[Directions for this task]
Set the following entries down again exactly, line by line.

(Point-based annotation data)
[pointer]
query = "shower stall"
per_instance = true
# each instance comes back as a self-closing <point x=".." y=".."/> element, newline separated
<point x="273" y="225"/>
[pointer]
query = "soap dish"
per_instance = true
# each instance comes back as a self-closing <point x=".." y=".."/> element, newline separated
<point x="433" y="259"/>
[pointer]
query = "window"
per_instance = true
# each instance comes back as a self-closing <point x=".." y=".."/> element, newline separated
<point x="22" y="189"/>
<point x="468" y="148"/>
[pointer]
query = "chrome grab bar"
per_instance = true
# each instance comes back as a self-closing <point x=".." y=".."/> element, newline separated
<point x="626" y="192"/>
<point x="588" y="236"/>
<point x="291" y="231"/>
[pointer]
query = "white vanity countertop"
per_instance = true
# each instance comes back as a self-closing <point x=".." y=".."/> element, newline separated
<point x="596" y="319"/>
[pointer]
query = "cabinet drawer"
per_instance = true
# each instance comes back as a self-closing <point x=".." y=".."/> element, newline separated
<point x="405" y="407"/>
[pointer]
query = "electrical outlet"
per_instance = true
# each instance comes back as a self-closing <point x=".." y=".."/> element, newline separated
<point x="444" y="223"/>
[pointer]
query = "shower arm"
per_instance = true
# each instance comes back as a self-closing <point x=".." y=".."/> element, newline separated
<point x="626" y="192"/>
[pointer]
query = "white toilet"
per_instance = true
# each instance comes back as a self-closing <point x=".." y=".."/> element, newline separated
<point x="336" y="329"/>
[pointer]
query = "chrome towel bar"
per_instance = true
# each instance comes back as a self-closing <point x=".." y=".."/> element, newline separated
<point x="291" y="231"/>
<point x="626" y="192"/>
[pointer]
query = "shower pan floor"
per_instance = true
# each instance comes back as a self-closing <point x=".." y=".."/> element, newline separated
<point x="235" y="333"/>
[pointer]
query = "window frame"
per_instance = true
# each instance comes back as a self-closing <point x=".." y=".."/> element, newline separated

[Correct output]
[pointer]
query = "shower stall"
per_instance = true
# each instance comes back as a self-closing <point x=".." y=".."/> element, newline separated
<point x="273" y="225"/>
[pointer]
query = "soap dish"
per_instance = true
# each instance comes back as a self-closing <point x=".." y=".."/> element, newline separated
<point x="433" y="259"/>
[pointer]
query = "window"
per_instance = true
# each instance comes back as a self-closing <point x=".." y=".."/> element, newline separated
<point x="22" y="189"/>
<point x="468" y="148"/>
[pointer]
query = "chrome grab bar"
per_instance = true
# each instance comes back as a self-closing <point x=".." y=".."/> element, newline separated
<point x="626" y="192"/>
<point x="588" y="236"/>
<point x="291" y="231"/>
[pointer]
query = "white vanity countertop"
per_instance = true
# each instance comes back as a self-closing <point x=".." y=".."/> element, newline separated
<point x="596" y="319"/>
[pointer]
query = "cabinet drawer"
per_instance = true
# each instance comes back as a self-closing <point x=".." y=".."/> element, newline separated
<point x="405" y="407"/>
[pointer]
query = "electrical outlet"
per_instance = true
# each instance comes back as a self-closing <point x=".." y=".."/> element, newline separated
<point x="444" y="223"/>
[pointer]
query = "shower arm"
per_instance = true
# each instance comes back as a self-closing <point x=".." y=".."/> element, newline separated
<point x="626" y="192"/>
[pointer]
query = "white toilet"
per_instance = true
# each instance comes back as a self-closing <point x=".." y=".."/> element, newline separated
<point x="336" y="329"/>
[pointer]
query = "chrome towel bar"
per_instance = true
# each instance comes back as a self-closing <point x=".." y=".."/> element, newline separated
<point x="291" y="231"/>
<point x="626" y="192"/>
[pointer]
query = "shower pan floor"
per_instance = true
# each instance comes back as a self-closing <point x=".." y=".."/> element, newline separated
<point x="235" y="333"/>
[pointer]
query = "window frame"
per_instance = true
# each instance comes back as a self-closing <point x=".." y=".."/> element, newline separated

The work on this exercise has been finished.